» EXCERPT TO READ:
How to Easily Add More Light to your Home Office Desk

What do aging eyes wearing contact lenses need when trying to read a computer screen? Yes, a new LED desk lamp! Here’s how to do that when you don’t have a lot of extra space to work with.
The growing trend of working from home has clearly accelerated as a result of the pandemic. By now, I expect most of us have figured out which home spaces to convert for that purpose and have optimized them with extra gear like second monitors, Zoom lighting and ergonomic chairs. My favorite upgrade is my Uplift standing desk. (Standing through part of my day has done wonders for my lower back.)
But I’ve recently realized that I’ve not sufficiently replicated one important environmental workplace element… good lighting.
Feet Away but Miles Apart
Sure I’ve got plenty of light on my face for my Microsoft Teams meetings at work, thanks to a carefully positioned Generay PB-64A LED (providing gentle fill light) and my window’s organic key lighting. And my Uplift desk is bathed in light from a compact Uplift LED desk lamp.
But this work space is not my entire home office. It’s actually an add-on to my existing home-office desk. So when I’m working from home, the transition back to my home iMac at the end of the day from my work laptop simply requires a 90-degree right swivel of my chair. Yes, it looks a bit like one of the tech cubes in that endless work cube farm seen in “Andor” on Disney+ (though not nearly as cool).
How Many Fingers can You See?
It’s my legacy home-office desk space that I’ve suddenly realized offers insufficient lighting (and the ceiling fixture just isn’t enough).
Why now? Well, I think it simply has to do with a pair eyes that aren’t growing any younger. I spot our twelve-year-old-son reading in dim light all of the time. (I immediately turn into my mother and flick on an overhead light for him.) A long time ago in a galaxy far, far away, I could handle dim light too. Now, not so much.
And I’ve been really feeling it recently typing away at my iMac… in the early mornings and at night when I don’t have the benefit of the sun at my back from my window. And what’s really brought this problem into focus for me is I’ve recently been trying to wear contact lenses again.
The Complexity of Aging Eyes
Being nearsighted since I was a kid, I wore contacts through most of my adult life. (Loved them!) But then my eyes started to change, reading glasses showed up, and my vision just got more… complicated.
The bottom line was I couldn’t easily see into the distance and read a computer screen with my contacts any longer. (It’s a common problem I’m told for adults of a certain age.) I tried multifocal contacts, which are like progressive lenses that allow you to see both near and far. I’ve also tried a monovision solution which makes your dominant eye focus on distance and the other eye tackle your reading. That forces your brain to rewire itself, and the trick doesn’t always work. (It didn’t for me.)

» EXTRACTED RECORDS:
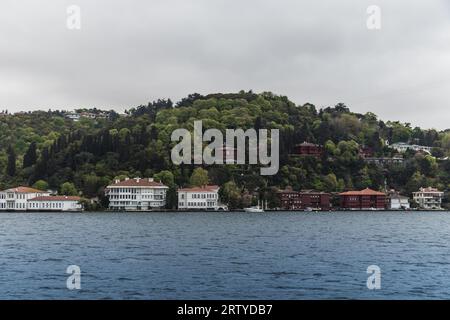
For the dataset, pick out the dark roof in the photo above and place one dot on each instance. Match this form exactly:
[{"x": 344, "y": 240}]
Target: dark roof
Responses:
[
  {"x": 365, "y": 192},
  {"x": 137, "y": 182},
  {"x": 56, "y": 198}
]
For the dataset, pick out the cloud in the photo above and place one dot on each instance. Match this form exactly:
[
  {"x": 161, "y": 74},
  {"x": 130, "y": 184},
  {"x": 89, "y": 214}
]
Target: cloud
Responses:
[{"x": 131, "y": 52}]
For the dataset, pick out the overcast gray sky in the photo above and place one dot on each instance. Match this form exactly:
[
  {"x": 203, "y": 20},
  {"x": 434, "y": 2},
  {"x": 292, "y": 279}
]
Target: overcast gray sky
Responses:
[{"x": 129, "y": 52}]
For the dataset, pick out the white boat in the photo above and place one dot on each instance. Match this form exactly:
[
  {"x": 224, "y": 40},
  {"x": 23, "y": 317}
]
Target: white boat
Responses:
[
  {"x": 254, "y": 209},
  {"x": 257, "y": 208}
]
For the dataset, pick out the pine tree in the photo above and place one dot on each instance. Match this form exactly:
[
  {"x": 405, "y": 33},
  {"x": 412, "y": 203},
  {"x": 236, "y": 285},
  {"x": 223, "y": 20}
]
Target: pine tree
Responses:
[
  {"x": 30, "y": 156},
  {"x": 11, "y": 167}
]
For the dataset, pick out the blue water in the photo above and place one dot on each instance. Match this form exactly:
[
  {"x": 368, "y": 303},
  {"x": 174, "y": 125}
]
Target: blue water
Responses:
[{"x": 225, "y": 256}]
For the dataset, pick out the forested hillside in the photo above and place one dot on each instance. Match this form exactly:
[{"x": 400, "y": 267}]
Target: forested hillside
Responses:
[{"x": 84, "y": 156}]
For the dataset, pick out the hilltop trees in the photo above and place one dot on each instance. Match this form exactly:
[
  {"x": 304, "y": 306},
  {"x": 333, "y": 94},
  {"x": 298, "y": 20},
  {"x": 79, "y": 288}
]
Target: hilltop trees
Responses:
[
  {"x": 199, "y": 178},
  {"x": 30, "y": 156},
  {"x": 11, "y": 167},
  {"x": 88, "y": 154}
]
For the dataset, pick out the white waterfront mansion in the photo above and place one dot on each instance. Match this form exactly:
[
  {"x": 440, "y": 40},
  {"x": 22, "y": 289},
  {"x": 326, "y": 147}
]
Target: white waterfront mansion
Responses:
[
  {"x": 428, "y": 198},
  {"x": 30, "y": 199},
  {"x": 55, "y": 203},
  {"x": 138, "y": 194},
  {"x": 199, "y": 198},
  {"x": 16, "y": 199}
]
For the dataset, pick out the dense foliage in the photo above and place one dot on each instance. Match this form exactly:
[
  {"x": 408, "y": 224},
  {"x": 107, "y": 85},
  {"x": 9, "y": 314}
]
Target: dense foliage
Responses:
[{"x": 86, "y": 155}]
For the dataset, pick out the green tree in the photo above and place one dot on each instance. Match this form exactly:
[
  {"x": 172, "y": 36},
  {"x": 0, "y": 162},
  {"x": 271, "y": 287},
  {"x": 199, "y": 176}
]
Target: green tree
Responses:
[
  {"x": 199, "y": 177},
  {"x": 30, "y": 156},
  {"x": 11, "y": 166},
  {"x": 231, "y": 195},
  {"x": 68, "y": 189},
  {"x": 41, "y": 185}
]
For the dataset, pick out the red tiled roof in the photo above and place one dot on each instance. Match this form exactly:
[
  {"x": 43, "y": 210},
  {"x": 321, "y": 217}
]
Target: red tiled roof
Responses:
[
  {"x": 56, "y": 198},
  {"x": 22, "y": 189},
  {"x": 200, "y": 189},
  {"x": 137, "y": 182},
  {"x": 365, "y": 192}
]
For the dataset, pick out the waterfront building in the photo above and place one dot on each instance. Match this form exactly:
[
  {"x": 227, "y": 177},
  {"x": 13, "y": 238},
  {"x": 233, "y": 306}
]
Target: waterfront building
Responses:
[
  {"x": 304, "y": 200},
  {"x": 366, "y": 199},
  {"x": 308, "y": 149},
  {"x": 199, "y": 198},
  {"x": 403, "y": 147},
  {"x": 15, "y": 199},
  {"x": 138, "y": 194},
  {"x": 397, "y": 202},
  {"x": 428, "y": 198},
  {"x": 55, "y": 203},
  {"x": 382, "y": 161}
]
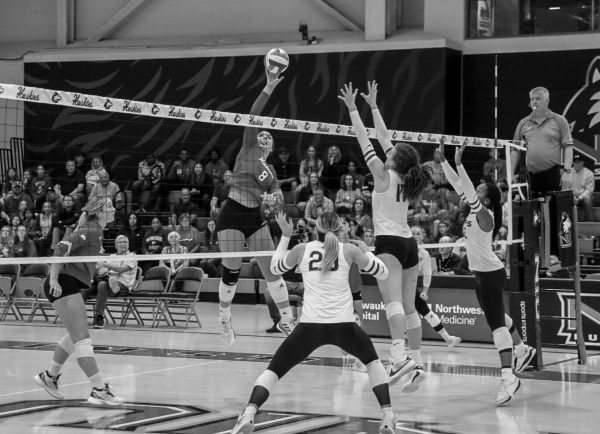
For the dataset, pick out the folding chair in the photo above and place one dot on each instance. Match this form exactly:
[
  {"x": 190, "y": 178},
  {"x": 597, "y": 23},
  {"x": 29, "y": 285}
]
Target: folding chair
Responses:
[
  {"x": 8, "y": 279},
  {"x": 29, "y": 292},
  {"x": 146, "y": 297},
  {"x": 183, "y": 294}
]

» WORK REQUEST: Rewrite the part of the home-office lighting text starting at "What do aging" and ending at "to work with.", putting "laptop screen" in place of "computer screen".

» RESPONSE FOR THIS EXERCISE:
What do aging eyes wearing contact lenses need when trying to read a laptop screen? Yes, a new LED desk lamp! Here’s how to do that when you don’t have a lot of extra space to work with.